=== Your objective ===
Please give everything from the line containing "Reviewer note: check that each instance of the curved" down through the last line of the rows below, both ends included, as a JSON list of strings with one string per line and blank lines left out.
━━━━━━
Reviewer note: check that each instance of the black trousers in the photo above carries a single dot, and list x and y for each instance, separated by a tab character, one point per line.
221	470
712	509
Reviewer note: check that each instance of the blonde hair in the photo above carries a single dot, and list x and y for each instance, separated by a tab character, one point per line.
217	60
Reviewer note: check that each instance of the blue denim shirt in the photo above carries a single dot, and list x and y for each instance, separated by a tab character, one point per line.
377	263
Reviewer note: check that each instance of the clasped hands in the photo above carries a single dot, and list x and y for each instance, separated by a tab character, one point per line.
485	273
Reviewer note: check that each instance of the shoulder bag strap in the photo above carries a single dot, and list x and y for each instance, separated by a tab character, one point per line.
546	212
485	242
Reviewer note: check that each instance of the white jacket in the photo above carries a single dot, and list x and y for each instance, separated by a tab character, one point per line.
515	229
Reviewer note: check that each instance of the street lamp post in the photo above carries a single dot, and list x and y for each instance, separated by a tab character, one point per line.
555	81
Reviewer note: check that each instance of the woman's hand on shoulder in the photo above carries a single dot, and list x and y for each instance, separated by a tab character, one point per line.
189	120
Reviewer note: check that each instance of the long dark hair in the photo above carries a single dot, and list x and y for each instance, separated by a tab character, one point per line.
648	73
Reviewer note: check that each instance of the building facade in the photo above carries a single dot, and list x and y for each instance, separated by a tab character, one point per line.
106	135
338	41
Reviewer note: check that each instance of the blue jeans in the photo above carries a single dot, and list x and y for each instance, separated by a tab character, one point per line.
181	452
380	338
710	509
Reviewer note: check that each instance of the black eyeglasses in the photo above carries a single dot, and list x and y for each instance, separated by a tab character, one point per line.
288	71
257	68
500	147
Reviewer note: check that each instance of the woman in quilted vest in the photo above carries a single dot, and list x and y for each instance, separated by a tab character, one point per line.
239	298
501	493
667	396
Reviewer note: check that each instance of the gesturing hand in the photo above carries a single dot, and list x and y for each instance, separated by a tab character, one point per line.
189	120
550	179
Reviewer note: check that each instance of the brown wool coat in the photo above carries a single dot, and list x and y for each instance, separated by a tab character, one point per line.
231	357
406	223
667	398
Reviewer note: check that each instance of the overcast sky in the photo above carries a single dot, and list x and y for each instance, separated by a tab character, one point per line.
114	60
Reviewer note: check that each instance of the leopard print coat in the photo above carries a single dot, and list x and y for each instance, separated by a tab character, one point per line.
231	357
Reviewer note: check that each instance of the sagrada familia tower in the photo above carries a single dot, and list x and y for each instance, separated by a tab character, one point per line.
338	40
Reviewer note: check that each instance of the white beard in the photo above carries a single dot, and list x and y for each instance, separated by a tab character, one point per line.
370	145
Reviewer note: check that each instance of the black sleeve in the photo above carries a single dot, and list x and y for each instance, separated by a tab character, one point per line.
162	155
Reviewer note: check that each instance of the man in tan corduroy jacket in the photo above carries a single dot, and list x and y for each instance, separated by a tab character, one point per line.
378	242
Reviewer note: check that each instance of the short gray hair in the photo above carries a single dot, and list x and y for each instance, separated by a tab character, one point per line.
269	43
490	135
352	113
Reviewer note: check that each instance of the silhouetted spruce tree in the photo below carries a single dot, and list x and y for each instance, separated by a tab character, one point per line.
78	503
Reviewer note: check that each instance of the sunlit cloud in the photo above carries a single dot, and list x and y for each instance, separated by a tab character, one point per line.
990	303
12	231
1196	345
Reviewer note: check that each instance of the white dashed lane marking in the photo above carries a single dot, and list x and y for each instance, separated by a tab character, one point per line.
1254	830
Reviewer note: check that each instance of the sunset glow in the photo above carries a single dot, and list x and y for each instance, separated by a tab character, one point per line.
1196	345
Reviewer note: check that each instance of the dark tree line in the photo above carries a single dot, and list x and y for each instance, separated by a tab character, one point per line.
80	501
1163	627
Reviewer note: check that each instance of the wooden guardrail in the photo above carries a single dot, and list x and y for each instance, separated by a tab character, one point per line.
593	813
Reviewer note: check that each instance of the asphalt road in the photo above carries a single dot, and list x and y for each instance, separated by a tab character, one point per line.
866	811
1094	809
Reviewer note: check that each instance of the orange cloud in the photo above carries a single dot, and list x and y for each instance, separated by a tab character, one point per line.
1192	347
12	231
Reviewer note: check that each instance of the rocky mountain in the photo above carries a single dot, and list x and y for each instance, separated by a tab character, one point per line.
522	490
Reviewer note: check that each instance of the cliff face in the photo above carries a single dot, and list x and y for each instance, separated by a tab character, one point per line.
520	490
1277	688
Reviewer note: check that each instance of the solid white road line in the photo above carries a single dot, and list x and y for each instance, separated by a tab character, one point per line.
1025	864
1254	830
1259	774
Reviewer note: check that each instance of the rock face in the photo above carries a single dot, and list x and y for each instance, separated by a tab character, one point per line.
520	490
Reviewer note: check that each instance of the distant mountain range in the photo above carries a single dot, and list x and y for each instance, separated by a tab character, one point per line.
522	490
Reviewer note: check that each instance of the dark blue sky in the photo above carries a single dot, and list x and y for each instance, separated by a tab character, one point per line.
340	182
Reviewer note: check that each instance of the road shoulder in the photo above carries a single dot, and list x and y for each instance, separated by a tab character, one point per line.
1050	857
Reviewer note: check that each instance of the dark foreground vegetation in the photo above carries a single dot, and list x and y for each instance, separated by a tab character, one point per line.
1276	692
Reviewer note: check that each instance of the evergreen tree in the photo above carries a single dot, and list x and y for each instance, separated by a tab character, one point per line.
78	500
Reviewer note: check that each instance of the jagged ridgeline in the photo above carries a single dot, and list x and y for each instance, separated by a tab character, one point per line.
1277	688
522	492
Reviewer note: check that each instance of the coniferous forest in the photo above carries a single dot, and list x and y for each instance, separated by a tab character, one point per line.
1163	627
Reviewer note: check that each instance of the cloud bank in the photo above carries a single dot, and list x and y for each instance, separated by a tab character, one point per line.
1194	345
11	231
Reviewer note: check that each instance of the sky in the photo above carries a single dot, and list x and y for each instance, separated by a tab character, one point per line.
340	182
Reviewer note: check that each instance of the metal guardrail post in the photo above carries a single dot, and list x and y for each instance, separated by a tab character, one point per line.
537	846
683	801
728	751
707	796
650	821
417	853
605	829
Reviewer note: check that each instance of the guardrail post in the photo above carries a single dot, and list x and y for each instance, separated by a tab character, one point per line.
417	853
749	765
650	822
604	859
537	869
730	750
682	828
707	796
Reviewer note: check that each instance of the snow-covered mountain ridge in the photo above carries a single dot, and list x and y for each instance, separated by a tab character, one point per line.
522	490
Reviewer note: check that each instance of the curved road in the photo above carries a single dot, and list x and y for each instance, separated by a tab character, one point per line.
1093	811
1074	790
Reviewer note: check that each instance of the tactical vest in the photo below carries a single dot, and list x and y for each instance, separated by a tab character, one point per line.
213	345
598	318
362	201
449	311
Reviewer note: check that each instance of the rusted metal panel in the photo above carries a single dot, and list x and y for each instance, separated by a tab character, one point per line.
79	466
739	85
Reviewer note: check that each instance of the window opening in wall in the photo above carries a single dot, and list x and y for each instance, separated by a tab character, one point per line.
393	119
━━━━━━
=== Answer in full ===
[
  "Reviewer note: check that each instance of the curved road in the photo above carries a single dot, and list x and y for each instance, separated by a tab character, one point per line.",
  "1093\t811",
  "1074\t790",
  "Reviewer note: check that each instance of the tactical vest in the photo below carries a single dot, and list x and y for each instance, separated by a tab character, one point per line.",
  "213\t345",
  "598\t318",
  "362\t201",
  "449\t311",
  "Reviewer note: check that each instance of the rusted metal panel in the photo above carries a single dot, and list x and y for each instance, separated by a tab character, one point per line.",
  "79\t466",
  "739\t85",
  "Reviewer note: check that each instance of the window opening in wall in the photo above carries a single dot, and list x and y for each instance, separated by a tab character, one point per line.",
  "393\t119"
]